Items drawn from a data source
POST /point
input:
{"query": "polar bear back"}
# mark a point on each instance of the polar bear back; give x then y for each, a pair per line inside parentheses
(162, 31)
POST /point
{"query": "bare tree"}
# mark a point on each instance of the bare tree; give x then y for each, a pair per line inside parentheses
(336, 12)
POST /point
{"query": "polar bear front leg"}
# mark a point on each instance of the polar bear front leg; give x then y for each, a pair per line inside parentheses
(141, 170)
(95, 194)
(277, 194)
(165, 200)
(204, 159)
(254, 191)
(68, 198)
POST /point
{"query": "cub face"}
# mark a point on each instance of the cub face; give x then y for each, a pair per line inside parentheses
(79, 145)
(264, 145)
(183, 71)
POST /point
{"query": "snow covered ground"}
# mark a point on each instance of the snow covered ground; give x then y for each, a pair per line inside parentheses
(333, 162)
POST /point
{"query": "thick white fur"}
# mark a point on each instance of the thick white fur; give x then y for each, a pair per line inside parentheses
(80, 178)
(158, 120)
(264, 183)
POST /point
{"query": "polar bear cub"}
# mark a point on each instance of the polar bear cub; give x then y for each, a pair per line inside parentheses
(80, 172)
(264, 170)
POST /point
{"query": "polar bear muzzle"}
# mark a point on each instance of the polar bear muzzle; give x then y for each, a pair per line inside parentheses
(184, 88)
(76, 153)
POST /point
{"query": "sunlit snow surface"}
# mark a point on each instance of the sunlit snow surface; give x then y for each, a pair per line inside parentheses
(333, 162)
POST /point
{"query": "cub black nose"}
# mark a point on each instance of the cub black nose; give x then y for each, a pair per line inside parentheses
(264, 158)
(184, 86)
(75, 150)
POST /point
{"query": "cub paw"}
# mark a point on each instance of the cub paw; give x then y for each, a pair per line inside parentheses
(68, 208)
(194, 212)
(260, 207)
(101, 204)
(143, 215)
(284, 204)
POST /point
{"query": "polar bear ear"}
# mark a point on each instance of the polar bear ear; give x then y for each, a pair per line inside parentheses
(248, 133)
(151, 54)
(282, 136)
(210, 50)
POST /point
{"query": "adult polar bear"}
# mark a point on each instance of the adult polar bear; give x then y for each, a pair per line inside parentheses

**Written task**. Which lines of the listing above contain the string "white"? Gather every one of them.

**Expected answer**.
{"query": "thick white fur"}
# mark a point on each instance of the thick white fur; give x then y for each, a pair per line inside parentheses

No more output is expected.